ENTRIES PROVIDED =
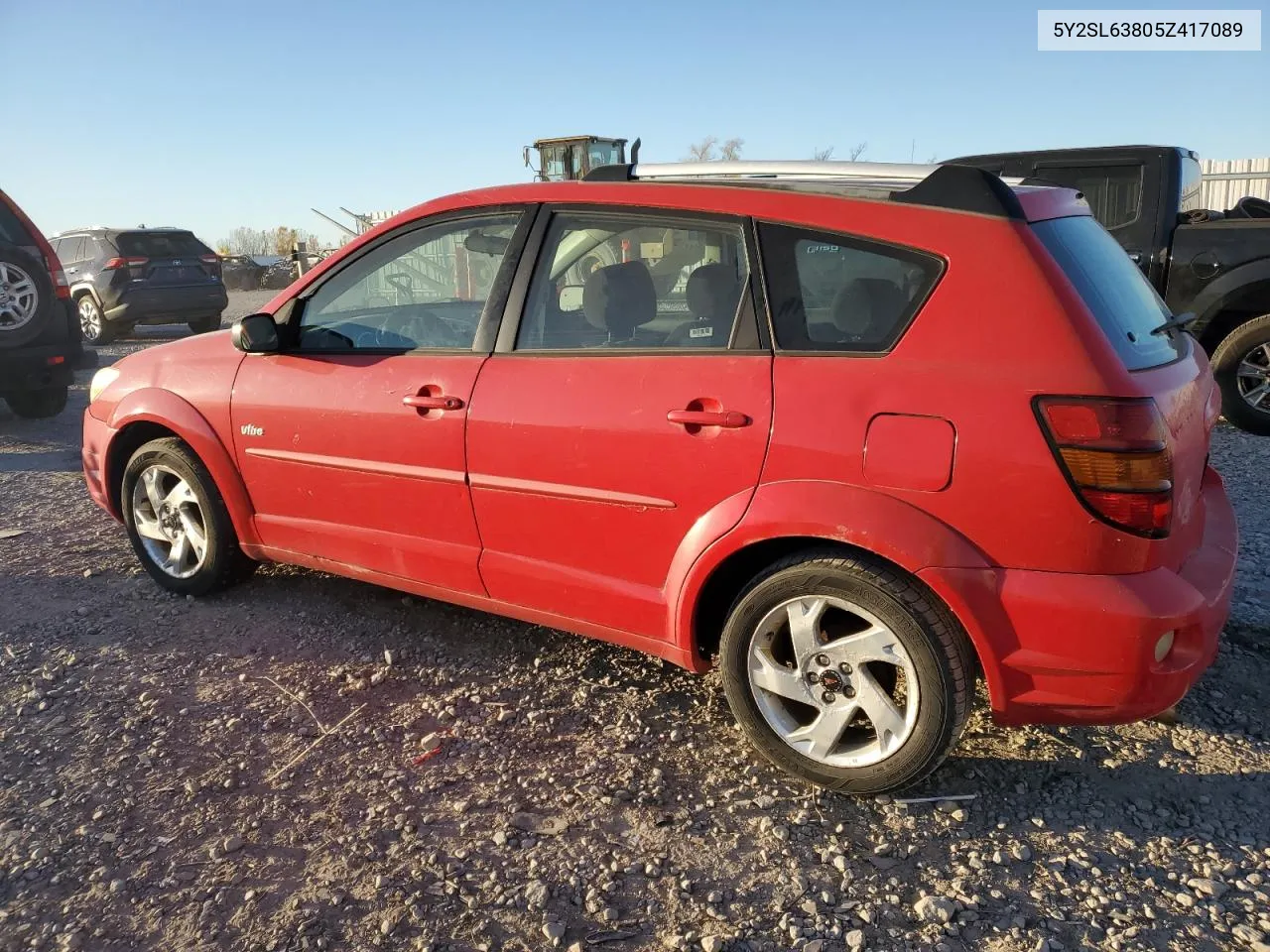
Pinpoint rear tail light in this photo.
[0,191,71,299]
[1036,396,1174,538]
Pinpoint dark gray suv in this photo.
[51,228,228,344]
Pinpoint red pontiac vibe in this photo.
[83,163,1237,792]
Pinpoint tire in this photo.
[119,436,255,595]
[75,295,117,346]
[187,313,221,334]
[0,242,61,350]
[720,551,975,793]
[1212,313,1270,436]
[4,387,67,420]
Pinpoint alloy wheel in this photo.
[132,463,207,579]
[78,296,101,340]
[747,595,918,767]
[0,262,40,332]
[1234,344,1270,413]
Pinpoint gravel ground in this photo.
[0,294,1270,952]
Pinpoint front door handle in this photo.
[666,410,749,430]
[401,394,463,410]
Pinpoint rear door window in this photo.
[516,210,756,354]
[758,222,944,353]
[1033,216,1185,371]
[114,231,212,258]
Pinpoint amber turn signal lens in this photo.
[1058,448,1172,493]
[1035,396,1174,538]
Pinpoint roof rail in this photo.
[584,160,1026,218]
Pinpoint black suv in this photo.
[52,228,228,344]
[0,191,96,417]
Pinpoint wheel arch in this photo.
[105,387,258,544]
[1190,258,1270,354]
[672,480,996,681]
[71,281,105,309]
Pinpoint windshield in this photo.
[586,142,621,169]
[1033,216,1184,371]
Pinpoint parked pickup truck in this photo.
[950,146,1270,435]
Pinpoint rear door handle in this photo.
[401,394,463,410]
[666,410,749,430]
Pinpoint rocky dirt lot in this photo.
[0,294,1270,952]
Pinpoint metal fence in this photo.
[1199,156,1270,210]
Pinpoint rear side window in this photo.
[1033,216,1183,371]
[58,235,83,264]
[114,231,212,258]
[758,223,944,353]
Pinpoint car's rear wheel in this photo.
[188,313,221,334]
[75,295,114,344]
[119,436,255,595]
[0,245,55,350]
[4,387,67,420]
[720,552,974,793]
[1212,313,1270,436]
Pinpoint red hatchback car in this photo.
[83,163,1237,792]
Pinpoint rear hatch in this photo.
[1033,216,1219,568]
[114,230,221,287]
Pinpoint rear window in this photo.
[114,231,212,258]
[1033,216,1183,371]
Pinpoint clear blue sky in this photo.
[0,0,1270,242]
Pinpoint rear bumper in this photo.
[105,283,230,323]
[0,345,80,394]
[80,409,119,520]
[921,468,1238,724]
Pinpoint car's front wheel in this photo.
[4,387,67,420]
[1212,313,1270,436]
[720,552,974,793]
[119,436,255,595]
[75,295,114,344]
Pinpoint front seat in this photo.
[581,262,657,346]
[666,264,742,346]
[829,278,908,349]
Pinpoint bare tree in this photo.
[685,136,745,163]
[219,226,273,255]
[687,136,718,163]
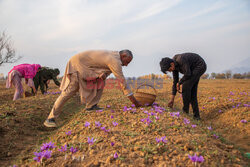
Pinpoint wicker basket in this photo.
[134,84,157,106]
[24,91,34,97]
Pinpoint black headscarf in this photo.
[160,57,174,74]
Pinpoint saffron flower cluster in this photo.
[33,150,52,162]
[170,112,180,118]
[58,144,67,152]
[88,137,96,145]
[155,136,167,143]
[188,154,204,163]
[183,118,190,125]
[69,147,78,154]
[41,142,55,151]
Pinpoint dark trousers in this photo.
[182,68,206,117]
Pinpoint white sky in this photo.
[0,0,250,77]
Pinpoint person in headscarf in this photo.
[160,53,207,120]
[32,67,60,94]
[6,64,41,101]
[44,50,140,127]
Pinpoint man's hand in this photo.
[128,95,142,107]
[176,83,180,92]
[98,73,107,80]
[168,100,174,108]
[168,95,175,108]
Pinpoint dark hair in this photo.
[119,49,133,58]
[160,57,174,74]
[54,68,60,75]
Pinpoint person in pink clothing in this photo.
[6,64,41,101]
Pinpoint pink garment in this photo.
[8,64,41,78]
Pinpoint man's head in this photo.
[119,50,133,66]
[54,68,60,75]
[160,57,175,74]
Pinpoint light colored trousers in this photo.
[12,75,23,101]
[48,73,103,119]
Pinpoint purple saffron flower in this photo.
[112,122,118,126]
[95,121,102,127]
[155,136,167,143]
[43,150,52,159]
[84,121,90,127]
[69,147,78,154]
[114,152,118,159]
[123,106,128,111]
[161,136,167,143]
[33,152,43,162]
[88,137,96,145]
[58,144,67,152]
[183,118,190,125]
[188,154,204,163]
[213,134,219,139]
[240,119,247,123]
[41,142,55,151]
[197,156,204,163]
[191,125,197,128]
[65,130,71,136]
[155,137,161,143]
[207,126,212,130]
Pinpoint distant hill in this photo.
[223,57,250,73]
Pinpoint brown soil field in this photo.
[0,80,250,167]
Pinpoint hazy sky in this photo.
[0,0,250,76]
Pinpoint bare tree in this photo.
[0,32,21,66]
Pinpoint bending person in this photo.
[32,67,60,94]
[160,53,207,120]
[6,64,41,101]
[44,50,140,127]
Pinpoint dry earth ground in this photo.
[0,80,250,166]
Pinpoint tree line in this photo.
[201,70,250,79]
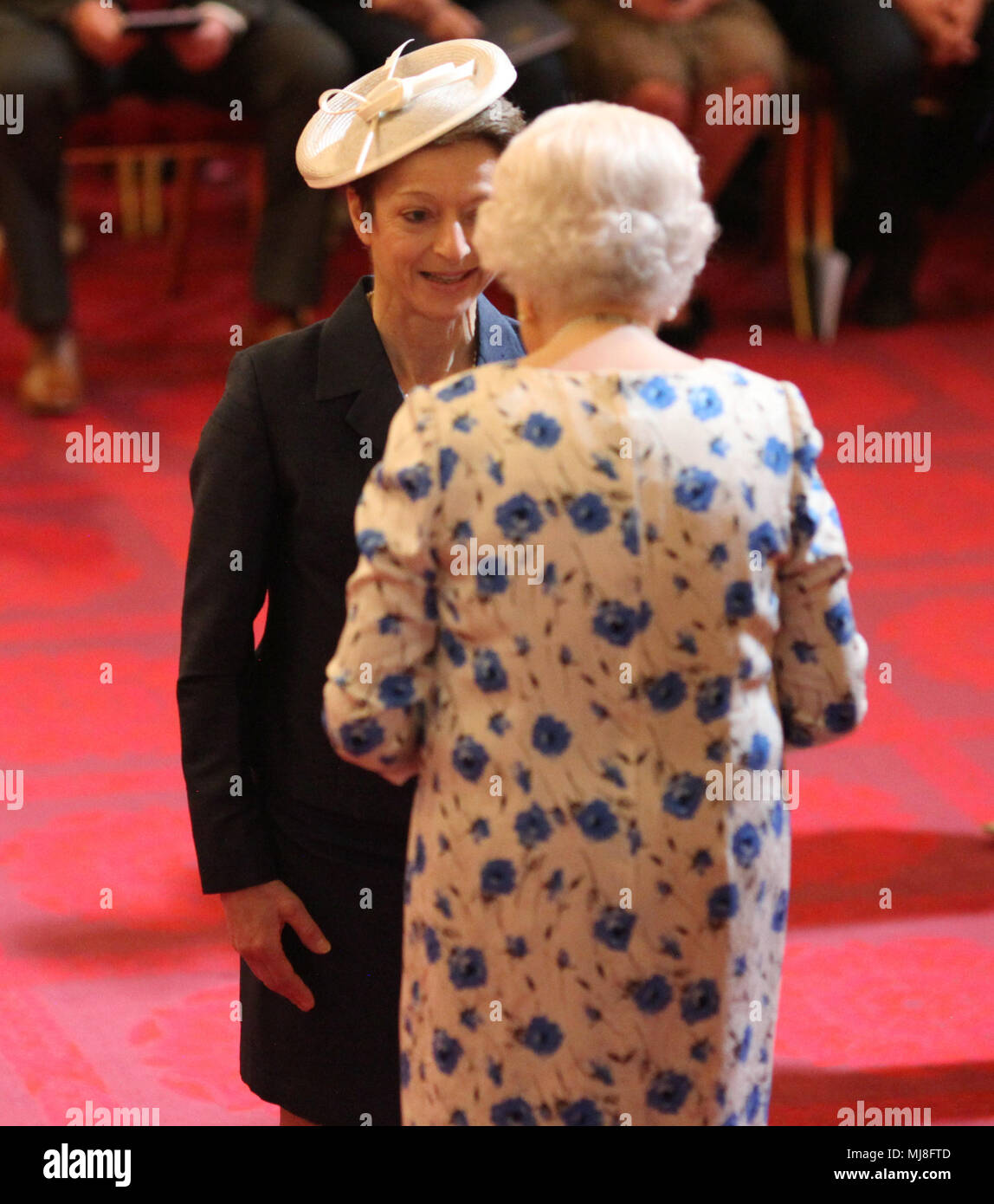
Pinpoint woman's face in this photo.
[348,139,497,321]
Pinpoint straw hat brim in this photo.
[296,37,518,188]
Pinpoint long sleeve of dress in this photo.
[324,389,444,786]
[774,383,868,748]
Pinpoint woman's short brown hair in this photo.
[350,96,525,213]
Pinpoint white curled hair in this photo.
[473,100,719,312]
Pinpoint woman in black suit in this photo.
[177,41,524,1124]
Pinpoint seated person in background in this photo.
[0,0,352,413]
[765,0,994,327]
[557,0,787,348]
[300,0,573,120]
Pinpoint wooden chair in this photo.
[0,96,265,300]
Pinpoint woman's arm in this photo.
[774,383,867,748]
[324,389,441,786]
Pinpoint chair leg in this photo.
[166,149,197,296]
[784,113,812,339]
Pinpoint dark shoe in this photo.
[19,330,83,416]
[655,297,715,352]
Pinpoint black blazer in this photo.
[177,275,524,895]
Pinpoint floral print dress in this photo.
[325,351,867,1126]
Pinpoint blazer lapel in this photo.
[315,275,525,460]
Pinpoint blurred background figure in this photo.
[0,0,352,413]
[300,0,573,120]
[557,0,787,349]
[765,0,994,327]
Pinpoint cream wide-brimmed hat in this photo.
[297,37,518,188]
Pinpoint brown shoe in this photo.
[21,330,83,416]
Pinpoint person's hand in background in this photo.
[166,16,234,74]
[222,880,331,1012]
[896,0,984,68]
[65,0,145,68]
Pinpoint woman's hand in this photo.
[896,0,984,68]
[166,16,235,74]
[66,0,145,68]
[222,880,331,1012]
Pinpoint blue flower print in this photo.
[559,1099,604,1128]
[438,448,459,489]
[436,372,476,401]
[746,1084,759,1124]
[632,974,673,1016]
[453,735,490,781]
[824,599,855,644]
[513,803,552,849]
[593,907,636,954]
[339,719,386,756]
[593,599,652,648]
[680,979,721,1025]
[645,1071,694,1117]
[697,676,732,723]
[577,799,617,840]
[521,1016,562,1057]
[638,377,676,410]
[748,522,780,560]
[449,948,486,991]
[732,824,760,870]
[397,463,432,502]
[521,414,562,448]
[663,773,707,820]
[568,494,611,534]
[687,385,725,422]
[621,510,639,556]
[645,673,687,710]
[532,715,573,756]
[673,469,719,513]
[438,627,466,668]
[725,581,756,618]
[707,883,739,925]
[770,891,787,932]
[490,1096,537,1126]
[763,436,793,476]
[494,494,543,542]
[378,673,414,709]
[481,859,515,895]
[355,528,386,560]
[432,1028,462,1074]
[473,649,508,694]
[824,700,855,734]
[743,732,770,769]
[425,926,442,962]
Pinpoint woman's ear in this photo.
[345,184,373,247]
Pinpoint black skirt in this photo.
[241,816,405,1126]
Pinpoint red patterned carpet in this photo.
[0,165,994,1126]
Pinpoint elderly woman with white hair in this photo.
[325,102,867,1124]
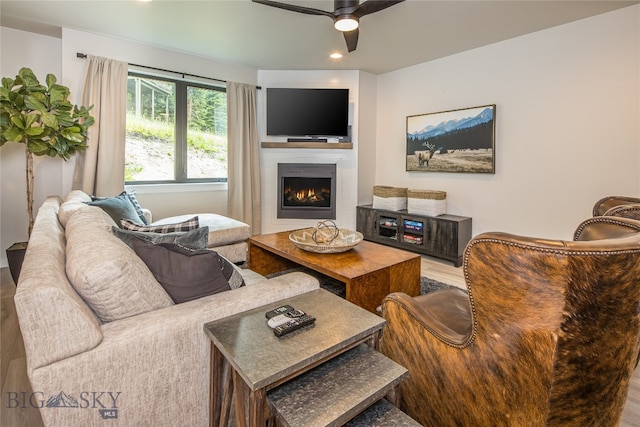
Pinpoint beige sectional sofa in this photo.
[15,194,319,427]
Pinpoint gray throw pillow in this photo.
[85,193,140,225]
[133,239,231,304]
[111,226,209,249]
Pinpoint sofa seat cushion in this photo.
[58,190,91,227]
[65,207,173,322]
[152,213,251,248]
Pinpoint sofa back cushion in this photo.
[65,207,173,322]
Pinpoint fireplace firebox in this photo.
[278,163,336,219]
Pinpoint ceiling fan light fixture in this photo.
[333,15,359,31]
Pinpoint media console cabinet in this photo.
[356,205,471,267]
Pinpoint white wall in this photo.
[375,6,640,239]
[0,27,64,267]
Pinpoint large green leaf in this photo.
[0,68,95,160]
[27,139,49,156]
[18,68,40,87]
[24,126,44,136]
[42,113,58,129]
[2,77,15,89]
[45,74,58,87]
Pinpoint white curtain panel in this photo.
[227,82,262,235]
[73,55,128,196]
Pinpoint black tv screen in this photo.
[267,88,349,137]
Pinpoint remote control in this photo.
[264,304,293,319]
[267,310,306,329]
[273,314,316,337]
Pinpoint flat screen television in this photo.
[267,88,349,139]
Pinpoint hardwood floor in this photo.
[0,256,640,427]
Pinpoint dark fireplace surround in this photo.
[277,163,336,219]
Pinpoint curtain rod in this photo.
[76,52,262,89]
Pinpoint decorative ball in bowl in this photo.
[289,221,362,254]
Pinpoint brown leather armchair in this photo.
[380,217,640,427]
[593,196,640,220]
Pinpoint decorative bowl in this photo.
[289,223,362,254]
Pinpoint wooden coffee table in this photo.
[247,231,420,313]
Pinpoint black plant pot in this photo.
[7,242,28,286]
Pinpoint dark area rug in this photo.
[267,267,456,298]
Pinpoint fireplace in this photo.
[277,163,336,219]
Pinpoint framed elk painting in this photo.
[407,104,496,173]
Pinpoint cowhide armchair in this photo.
[380,217,640,427]
[593,196,640,220]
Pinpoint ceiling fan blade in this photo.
[251,0,333,18]
[342,28,360,52]
[354,0,404,18]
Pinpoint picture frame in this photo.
[406,104,496,174]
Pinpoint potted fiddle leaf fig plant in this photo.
[0,68,94,283]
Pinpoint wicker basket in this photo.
[407,190,447,216]
[373,185,407,211]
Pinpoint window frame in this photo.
[125,70,229,186]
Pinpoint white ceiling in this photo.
[0,0,639,74]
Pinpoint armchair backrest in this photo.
[381,219,640,426]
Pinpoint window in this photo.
[125,73,227,184]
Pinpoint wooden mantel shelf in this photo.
[261,142,353,150]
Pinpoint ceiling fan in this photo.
[252,0,404,52]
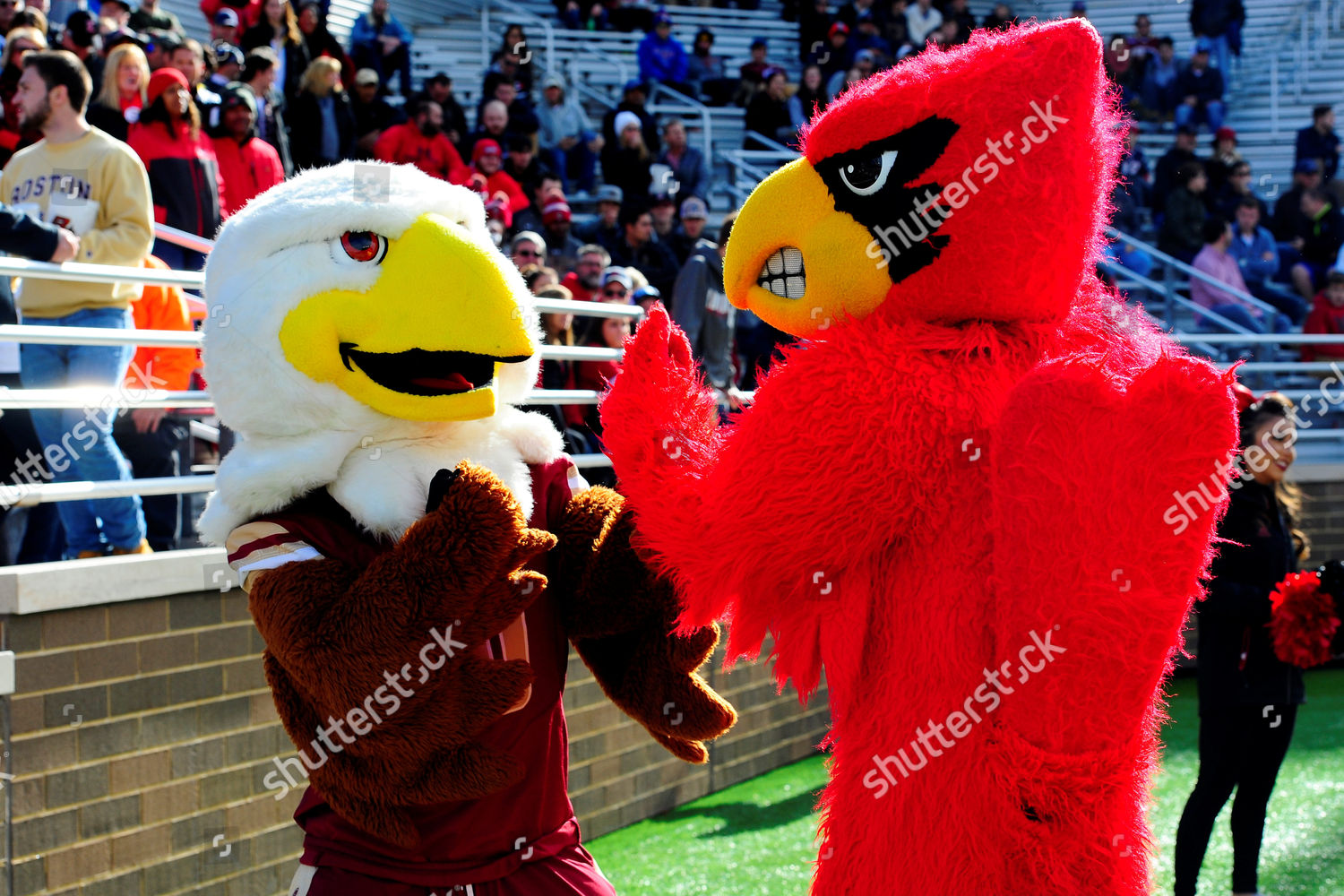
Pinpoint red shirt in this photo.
[212,137,285,218]
[561,271,597,302]
[374,121,468,184]
[230,457,578,888]
[1303,291,1344,361]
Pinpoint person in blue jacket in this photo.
[639,12,693,97]
[349,0,411,98]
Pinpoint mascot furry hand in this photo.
[202,164,734,893]
[602,20,1236,896]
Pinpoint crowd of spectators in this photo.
[0,0,1344,562]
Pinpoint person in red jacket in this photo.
[374,99,470,184]
[201,0,261,31]
[128,65,225,270]
[211,89,285,218]
[472,140,532,220]
[1303,270,1344,361]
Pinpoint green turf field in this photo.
[588,669,1344,896]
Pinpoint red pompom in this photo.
[1269,573,1340,669]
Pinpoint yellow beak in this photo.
[723,159,892,337]
[280,213,538,420]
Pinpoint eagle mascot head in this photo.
[201,162,562,544]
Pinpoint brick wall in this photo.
[5,590,828,896]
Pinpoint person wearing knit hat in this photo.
[211,84,285,218]
[470,137,532,229]
[128,65,226,270]
[542,194,583,272]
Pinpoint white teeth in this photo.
[757,246,808,298]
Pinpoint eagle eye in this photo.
[331,229,387,264]
[840,149,897,196]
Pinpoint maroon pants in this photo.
[288,845,616,896]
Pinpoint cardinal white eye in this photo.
[840,149,897,196]
[331,229,387,264]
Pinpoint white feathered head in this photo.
[202,162,559,543]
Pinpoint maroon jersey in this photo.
[228,458,586,888]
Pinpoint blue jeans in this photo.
[19,307,145,557]
[1176,99,1223,132]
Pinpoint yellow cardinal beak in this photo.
[723,159,892,337]
[280,213,538,420]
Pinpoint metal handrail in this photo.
[0,386,616,411]
[742,130,798,159]
[155,221,215,254]
[0,258,206,289]
[0,326,624,361]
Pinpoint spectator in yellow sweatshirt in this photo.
[0,49,153,557]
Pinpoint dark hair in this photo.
[1236,392,1312,560]
[238,47,280,82]
[140,90,201,141]
[616,202,650,229]
[23,49,93,113]
[1199,215,1228,245]
[1176,161,1204,186]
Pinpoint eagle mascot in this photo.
[201,162,734,896]
[601,19,1236,896]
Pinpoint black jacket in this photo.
[1195,481,1305,713]
[0,205,61,259]
[288,90,355,170]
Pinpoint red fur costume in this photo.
[602,20,1236,896]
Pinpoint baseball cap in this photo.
[472,138,503,161]
[602,264,634,289]
[212,40,244,68]
[145,65,191,103]
[542,199,573,224]
[66,9,99,47]
[682,196,710,220]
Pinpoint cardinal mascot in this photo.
[202,164,734,896]
[601,19,1236,896]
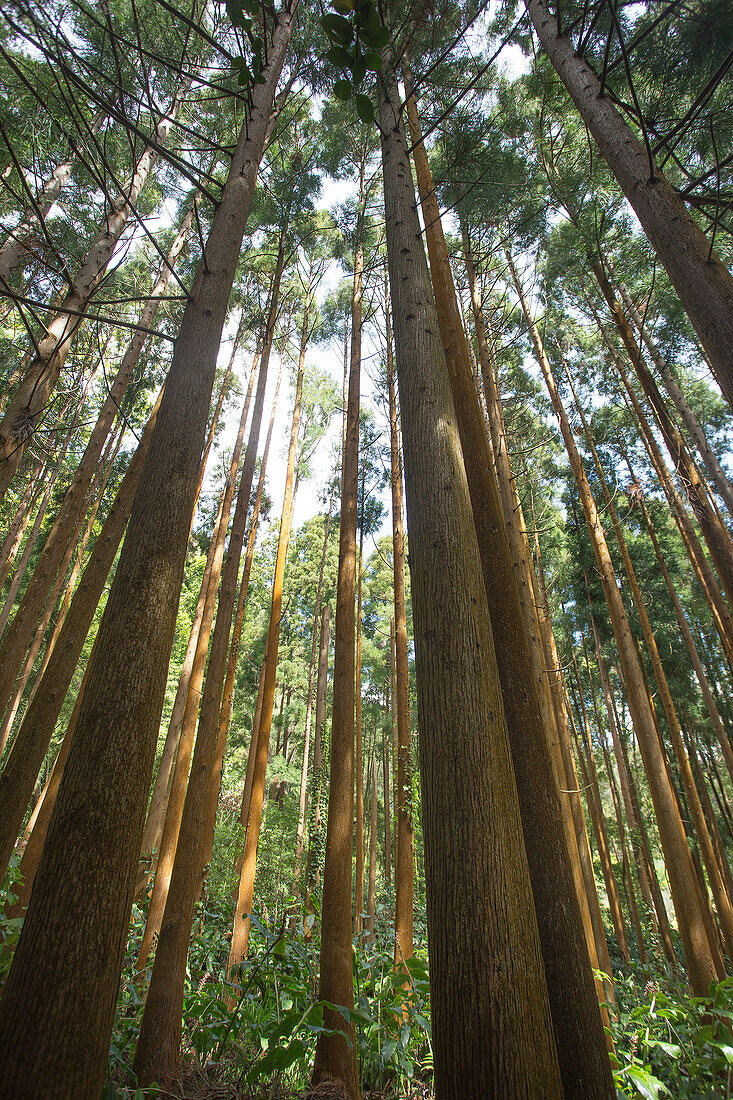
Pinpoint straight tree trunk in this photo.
[382,686,392,890]
[525,0,733,405]
[402,75,613,1097]
[385,277,415,968]
[222,301,301,1007]
[134,327,256,898]
[365,751,376,941]
[506,253,716,997]
[305,604,330,919]
[0,424,124,751]
[0,397,161,876]
[136,286,277,972]
[293,490,333,895]
[379,60,559,1100]
[568,374,733,958]
[196,366,282,902]
[0,76,190,498]
[583,638,679,967]
[592,262,733,605]
[313,150,367,1100]
[0,203,193,711]
[133,277,286,1085]
[0,15,295,1100]
[617,284,733,516]
[568,695,631,963]
[614,338,733,670]
[626,457,733,787]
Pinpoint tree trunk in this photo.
[313,152,367,1100]
[400,73,613,1097]
[379,60,559,1100]
[385,277,415,967]
[0,82,192,499]
[568,695,631,963]
[0,111,106,287]
[0,203,193,712]
[196,366,282,903]
[222,300,301,1000]
[591,262,733,605]
[506,251,716,997]
[614,334,733,670]
[0,397,161,875]
[136,283,277,972]
[133,277,284,1085]
[134,327,262,898]
[617,283,733,516]
[382,686,392,890]
[365,750,376,941]
[353,519,364,936]
[525,0,733,405]
[305,604,330,919]
[0,15,295,1100]
[293,488,333,895]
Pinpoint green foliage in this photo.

EXERCISE INSTRUCTIONS = Can you copy out, unchanged, everything in the records from the line containing "Pinpoint white sky in this photo." down to the line containing "[0,32,21,66]", with both of those lines included?

WORKED ANSWER =
Pinpoint white sky in this photo.
[0,0,250,77]
Pinpoint person in headscarf in this photo.
[160,53,207,120]
[32,67,60,94]
[6,64,41,101]
[44,50,140,127]
Pinpoint man's hand in this photo.
[128,95,142,107]
[176,83,180,92]
[98,73,107,80]
[168,100,174,108]
[168,95,175,108]
Pinpoint dark hair in this photo.
[119,49,133,58]
[160,57,174,74]
[54,68,60,75]
Pinpoint person in pink clothing in this photo.
[6,64,41,101]
Pinpoint pink garment in this photo.
[8,64,41,78]
Pinpoint man's head in this photo.
[119,50,133,66]
[54,68,60,75]
[160,57,175,74]
Pinpoint light colored trousers in this photo.
[12,75,23,101]
[48,73,103,119]
Pinpoint purple saffron flower in this photo.
[112,122,118,126]
[95,121,102,127]
[155,136,167,143]
[43,150,52,159]
[84,121,90,127]
[69,147,78,154]
[114,152,118,159]
[123,106,128,111]
[161,136,167,143]
[33,152,43,162]
[88,137,96,145]
[58,144,67,152]
[183,118,190,125]
[188,154,204,163]
[213,134,219,139]
[240,119,247,123]
[41,142,55,151]
[197,156,204,163]
[191,125,197,128]
[65,130,71,136]
[155,137,161,143]
[207,126,212,130]
Pinpoint distant hill in this photo.
[223,57,250,73]
Pinpoint brown soil field in this photo.
[0,80,250,167]
Pinpoint hazy sky in this photo.
[0,0,250,76]
Pinpoint bare tree in this photo.
[0,32,21,66]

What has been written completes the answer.